## TASK STATEMENT
In the rows below, change each "football player" to "soccer player" and leave everything else as it is. Don't include the pictures.

## DATASET EXTRACT
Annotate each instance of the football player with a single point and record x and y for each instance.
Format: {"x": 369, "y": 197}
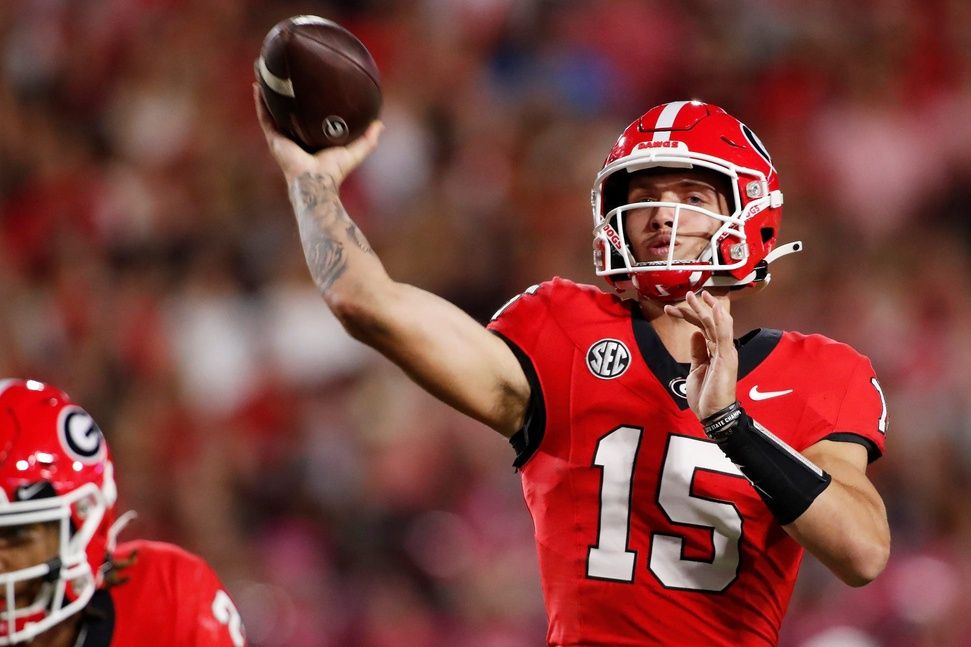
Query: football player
{"x": 63, "y": 580}
{"x": 674, "y": 473}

## TASK OUTPUT
Annotate each instance of the soccer player with a single point and record x and y for each instance.
Format: {"x": 369, "y": 197}
Query: soccer player
{"x": 63, "y": 580}
{"x": 674, "y": 473}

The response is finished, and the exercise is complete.